## WHAT YOU ARE ASKED TO DO
Your task is to print all of the data word for word.

## DATA FOR THIS EXERCISE
## Begin
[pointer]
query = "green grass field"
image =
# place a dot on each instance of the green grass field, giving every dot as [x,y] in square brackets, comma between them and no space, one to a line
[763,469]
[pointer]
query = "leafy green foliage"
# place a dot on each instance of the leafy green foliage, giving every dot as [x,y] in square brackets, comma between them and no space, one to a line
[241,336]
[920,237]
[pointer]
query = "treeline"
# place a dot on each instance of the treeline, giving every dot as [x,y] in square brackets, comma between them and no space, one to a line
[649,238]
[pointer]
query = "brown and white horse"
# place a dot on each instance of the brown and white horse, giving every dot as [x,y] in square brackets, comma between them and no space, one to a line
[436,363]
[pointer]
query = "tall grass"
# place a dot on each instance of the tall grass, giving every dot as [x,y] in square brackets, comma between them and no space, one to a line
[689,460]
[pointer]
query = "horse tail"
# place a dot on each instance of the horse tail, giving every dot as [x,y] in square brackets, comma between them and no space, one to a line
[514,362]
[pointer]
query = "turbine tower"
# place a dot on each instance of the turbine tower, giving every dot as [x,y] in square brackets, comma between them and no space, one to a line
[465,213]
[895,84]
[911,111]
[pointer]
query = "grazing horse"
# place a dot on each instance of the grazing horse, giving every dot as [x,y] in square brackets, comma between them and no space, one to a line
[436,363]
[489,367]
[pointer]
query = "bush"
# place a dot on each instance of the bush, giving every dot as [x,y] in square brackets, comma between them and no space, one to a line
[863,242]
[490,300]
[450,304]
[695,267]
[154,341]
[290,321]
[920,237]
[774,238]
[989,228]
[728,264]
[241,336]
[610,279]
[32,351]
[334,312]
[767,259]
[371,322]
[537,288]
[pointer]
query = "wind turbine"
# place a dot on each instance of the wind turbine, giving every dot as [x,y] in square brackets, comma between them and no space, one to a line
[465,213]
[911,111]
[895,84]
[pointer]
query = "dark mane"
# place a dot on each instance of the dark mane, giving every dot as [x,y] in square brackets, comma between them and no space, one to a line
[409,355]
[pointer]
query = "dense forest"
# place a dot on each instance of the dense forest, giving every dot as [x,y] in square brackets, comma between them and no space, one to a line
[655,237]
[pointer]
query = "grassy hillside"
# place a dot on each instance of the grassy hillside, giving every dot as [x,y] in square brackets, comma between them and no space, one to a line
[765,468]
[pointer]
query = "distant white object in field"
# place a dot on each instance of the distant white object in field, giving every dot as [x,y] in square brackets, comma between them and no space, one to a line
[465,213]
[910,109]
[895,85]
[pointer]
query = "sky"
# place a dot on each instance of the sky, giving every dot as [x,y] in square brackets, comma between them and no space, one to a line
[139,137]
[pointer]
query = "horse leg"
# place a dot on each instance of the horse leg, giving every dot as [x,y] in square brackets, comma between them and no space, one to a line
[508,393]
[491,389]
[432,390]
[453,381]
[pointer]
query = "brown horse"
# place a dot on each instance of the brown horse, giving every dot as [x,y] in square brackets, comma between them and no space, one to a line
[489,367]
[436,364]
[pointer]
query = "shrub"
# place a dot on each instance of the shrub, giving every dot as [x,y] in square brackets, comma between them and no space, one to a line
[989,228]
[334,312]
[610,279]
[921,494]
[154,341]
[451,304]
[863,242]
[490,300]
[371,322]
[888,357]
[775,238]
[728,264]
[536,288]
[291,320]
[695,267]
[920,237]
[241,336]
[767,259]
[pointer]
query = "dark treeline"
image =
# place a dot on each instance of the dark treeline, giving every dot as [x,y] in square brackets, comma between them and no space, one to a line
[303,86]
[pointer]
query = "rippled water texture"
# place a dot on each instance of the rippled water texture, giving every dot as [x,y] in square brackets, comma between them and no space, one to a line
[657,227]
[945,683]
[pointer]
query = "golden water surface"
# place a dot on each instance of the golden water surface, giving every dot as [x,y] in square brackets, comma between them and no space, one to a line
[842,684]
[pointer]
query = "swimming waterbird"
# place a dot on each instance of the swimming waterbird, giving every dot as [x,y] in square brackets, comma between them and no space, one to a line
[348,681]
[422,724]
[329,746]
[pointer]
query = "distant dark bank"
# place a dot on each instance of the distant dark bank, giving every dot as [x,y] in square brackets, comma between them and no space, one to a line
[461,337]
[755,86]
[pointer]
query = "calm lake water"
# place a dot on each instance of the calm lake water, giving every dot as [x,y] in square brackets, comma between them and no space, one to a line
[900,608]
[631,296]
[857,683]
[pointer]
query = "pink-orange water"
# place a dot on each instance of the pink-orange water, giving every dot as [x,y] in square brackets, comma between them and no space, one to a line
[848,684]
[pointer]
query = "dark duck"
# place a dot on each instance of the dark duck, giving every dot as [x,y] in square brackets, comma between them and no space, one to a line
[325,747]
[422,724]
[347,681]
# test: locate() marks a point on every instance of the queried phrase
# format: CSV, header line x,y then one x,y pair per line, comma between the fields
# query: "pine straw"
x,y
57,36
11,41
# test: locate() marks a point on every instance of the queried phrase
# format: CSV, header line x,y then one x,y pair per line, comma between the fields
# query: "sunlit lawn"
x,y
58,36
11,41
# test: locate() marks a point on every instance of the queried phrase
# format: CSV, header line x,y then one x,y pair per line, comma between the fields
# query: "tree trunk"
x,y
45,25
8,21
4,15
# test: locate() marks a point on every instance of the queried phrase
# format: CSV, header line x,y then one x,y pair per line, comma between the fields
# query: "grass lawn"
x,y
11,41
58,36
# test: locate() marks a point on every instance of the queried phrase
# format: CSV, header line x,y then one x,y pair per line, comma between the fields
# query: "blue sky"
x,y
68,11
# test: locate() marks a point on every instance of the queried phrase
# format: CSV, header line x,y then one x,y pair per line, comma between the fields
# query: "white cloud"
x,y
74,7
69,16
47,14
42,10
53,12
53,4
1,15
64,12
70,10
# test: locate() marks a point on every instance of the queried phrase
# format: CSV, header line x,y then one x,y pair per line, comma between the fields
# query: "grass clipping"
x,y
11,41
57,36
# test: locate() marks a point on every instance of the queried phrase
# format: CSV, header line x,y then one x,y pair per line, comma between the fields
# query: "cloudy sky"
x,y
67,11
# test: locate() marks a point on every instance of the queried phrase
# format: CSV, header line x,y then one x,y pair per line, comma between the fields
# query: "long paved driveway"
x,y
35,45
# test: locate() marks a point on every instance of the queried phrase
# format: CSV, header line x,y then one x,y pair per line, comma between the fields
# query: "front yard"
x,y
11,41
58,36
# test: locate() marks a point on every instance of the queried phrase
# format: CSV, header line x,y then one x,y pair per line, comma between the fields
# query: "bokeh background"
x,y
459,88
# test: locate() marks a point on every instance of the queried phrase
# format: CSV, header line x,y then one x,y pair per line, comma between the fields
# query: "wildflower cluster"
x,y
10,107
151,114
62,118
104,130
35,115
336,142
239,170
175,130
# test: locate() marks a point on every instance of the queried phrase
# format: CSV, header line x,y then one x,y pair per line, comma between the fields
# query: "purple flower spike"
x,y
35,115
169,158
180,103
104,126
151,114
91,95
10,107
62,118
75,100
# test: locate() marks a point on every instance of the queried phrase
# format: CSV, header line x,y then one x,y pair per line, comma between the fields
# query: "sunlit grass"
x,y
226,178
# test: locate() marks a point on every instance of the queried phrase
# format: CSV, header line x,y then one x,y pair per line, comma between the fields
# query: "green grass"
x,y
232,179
## End
## EXPECTED ANSWER
[pointer]
query = "green grass field"
image =
# place a dot on each instance of the green grass field, giving every dot as [x,y] in square brackets, comma between them and no space, one to a line
[763,469]
[pointer]
query = "leafy green foliage"
# place a dot on each instance of the leafy green foliage, giving every dot as [x,y] in square brackets, comma between them and no space, one to a line
[241,336]
[920,237]
[pointer]
query = "treeline"
# place a dot on each instance of the treeline, giving every dot as [x,y] in square brackets, comma between them and no space, one to a line
[649,238]
[pointer]
query = "brown and white horse"
# place a dot on each instance of the brown and white horse, giving every dot as [x,y] in square brackets, comma between them and no space, one to a line
[436,363]
[pointer]
query = "tall grass"
# place a dot on each instance of the tall grass, giving every dot as [x,y] in square brackets, comma between them and no space, one to a line
[689,460]
[pointer]
query = "horse tail"
# place a dot on each instance of the horse tail, giving every dot as [x,y] in square brackets, comma between them and no space, one to a line
[514,362]
[pointer]
query = "turbine tower"
# place a dot on each instance of the turbine tower, giving every dot as [x,y] in square brackets, comma between them and no space, one to a line
[465,213]
[895,84]
[911,111]
[pointer]
query = "grazing horse"
# place a dot on each instance of the grazing horse, giving every dot as [x,y] in square brackets, comma between them and no space, one to a line
[436,363]
[489,367]
[pointer]
query = "bush"
# place a dot on each instance of the bush, giving every dot as [x,y] in square brackets, comma between them and no space, one to a line
[863,242]
[490,300]
[450,304]
[695,267]
[154,341]
[290,321]
[920,237]
[774,238]
[989,228]
[728,264]
[241,336]
[610,279]
[32,351]
[334,312]
[767,259]
[371,322]
[537,288]
[pointer]
query = "wind turbine"
# place a dot on each instance of the wind turbine, giving every dot as [x,y] in square brackets, comma between them and no space, one to a line
[465,213]
[911,111]
[895,84]
[pointer]
query = "dark mane"
# place a dot on each instance of the dark mane, giving every dot as [x,y] in square brackets, comma between them and no space, one to a line
[409,355]
[pointer]
query = "dense forest"
# place a dot on each instance of the dense forest, giving every dot as [x,y] in square brackets, comma between them and no space, one to a line
[655,237]
[pointer]
query = "grassy hillside"
# place a dot on each instance of the grassy hillside, giving every dot as [x,y] in square brackets, comma between them and no space, one to a line
[765,468]
[pointer]
query = "distant white object in field"
# place a dot on each instance of the distant white object in field, giving every dot as [x,y] in square brackets, comma between them and no space, one to a line
[465,213]
[910,109]
[895,85]
[pointer]
query = "sky"
# place a dot on each instance of the sky, giving every dot as [x,y] in square brackets, comma between them and no space, one to a line
[139,137]
[pointer]
query = "horse leg"
# place a dot on each instance of the horse leg, giving every dot as [x,y] in square brackets, comma between them and no space, one to a line
[508,393]
[491,389]
[432,390]
[453,381]
[pointer]
query = "brown horse"
# place a dot on each instance of the brown horse, giving every dot as [x,y] in square brackets, comma between them and no space, one to a line
[489,367]
[436,364]
[pointer]
query = "shrub"
# place a dot on each instance of the shrub, giving every dot as [x,y] in square brackets, comma between them and no space, one to a line
[989,228]
[334,312]
[610,279]
[921,494]
[154,341]
[451,304]
[863,242]
[490,300]
[371,322]
[888,357]
[775,238]
[728,264]
[536,288]
[291,320]
[695,267]
[920,237]
[241,336]
[767,259]
[pointer]
query = "dark treeline"
image =
# place a dot on each instance of the dark treeline, giving every dot as [x,y] in square brackets, comma between them and no space, one to a line
[303,86]
[pointer]
query = "rippled water texture"
# place a dot on each instance of the rippled water texture, giving every dot as [x,y] in square brackets, comma between them and no space, one to a line
[657,227]
[945,683]
[pointer]
query = "golden water surface"
# place a dot on each instance of the golden water surface, giving every dot as [x,y] in square brackets, comma between them and no space, one to a line
[842,684]
[pointer]
query = "swimming waterbird"
# place a dot on each instance of the swimming waterbird, giving every dot as [x,y] in square brackets, comma between them and no space, one to a line
[348,681]
[422,724]
[329,746]
[pointer]
query = "distant dark bank"
# place a dot on each instance of the distant dark bank, giving every dot as [x,y] in square brackets, comma between them and no space, one to a line
[461,337]
[755,86]
[pointer]
query = "calm lake water"
# place a dot on each instance of the calm lake water, giving every dot as [x,y] in square brackets, comma between them and no space, one to a line
[900,608]
[631,296]
[857,683]
[pointer]
query = "pink-orange water"
# place a dot on each instance of the pink-orange water, giving every dot as [x,y] in square brackets, comma between them and no space, one to a line
[848,684]
[pointer]
query = "dark duck"
# place a dot on each instance of the dark duck, giving every dot as [x,y] in square brackets, comma between them and no space, one to a line
[325,747]
[422,724]
[347,681]
# test: locate() marks a point on every instance of the queried phrase
# format: CSV, header line x,y then one x,y pair per line, comma between the fields
# query: "pine straw"
x,y
57,36
11,41
# test: locate() marks a point on every instance of the queried phrase
# format: CSV, header line x,y then one x,y pair per line, comma between the fields
# query: "sunlit lawn"
x,y
58,36
11,41
# test: locate() marks a point on every instance of the queried phrase
# format: CSV, header line x,y then one x,y pair per line, comma between the fields
# query: "tree trunk"
x,y
45,25
8,21
4,15
# test: locate() marks a point on every instance of the queried phrase
# format: CSV, header line x,y then one x,y pair per line, comma between the fields
# query: "grass lawn"
x,y
11,41
58,36
# test: locate() marks a point on every instance of the queried phrase
# format: CSV, header line x,y then one x,y pair per line, comma between the fields
# query: "blue sky"
x,y
68,11
# test: locate() marks a point on every instance of the queried phrase
# format: CSV, header line x,y then one x,y pair per line, comma between the fields
# query: "white cloud"
x,y
74,7
69,16
47,14
42,10
53,12
53,4
1,15
64,12
70,10
# test: locate() marks a point on every instance of the queried phrase
# format: CSV, header line x,y then one x,y pair per line, comma between the fields
# query: "grass clipping"
x,y
11,41
57,36
# test: locate() marks a point on every instance of the queried phrase
# format: CSV, header line x,y then one x,y pair per line, comma between the fields
# query: "cloudy sky"
x,y
67,11
# test: locate() marks a point on every instance of the queried phrase
# format: CSV, header line x,y then one x,y pair per line, comma between the fields
# query: "long paved driveway"
x,y
35,45
# test: locate() marks a point on every instance of the queried phrase
# format: CSV, header line x,y then one x,y pair per line, comma between the fields
# query: "front yard"
x,y
11,41
58,36
# test: locate() marks a point on every instance of the queried phrase
# format: CSV, header line x,y then one x,y pair per line, comma between the fields
# query: "bokeh background"
x,y
459,88
# test: locate() marks a point on every instance of the queried phrase
# format: CSV, header line x,y then one x,y pair per line, comma between the fields
# query: "wildflower cluster"
x,y
10,107
151,114
62,118
104,130
35,115
336,142
239,170
175,130
# test: locate() marks a point on every instance of the queried phrase
# format: CSV, header line x,y then one x,y pair per line, comma between the fields
# query: "purple flower spike"
x,y
35,115
169,158
180,103
104,126
151,114
91,95
10,107
62,118
75,100
# test: locate() marks a point on every instance of the queried phrase
# format: CSV, header line x,y then one x,y pair per line, comma between the fields
# query: "sunlit grass"
x,y
226,178
# test: locate() marks a point on every instance of the queried phrase
# format: CSV, header line x,y then one x,y pair per line, comma between the fields
# query: "green grass"
x,y
232,179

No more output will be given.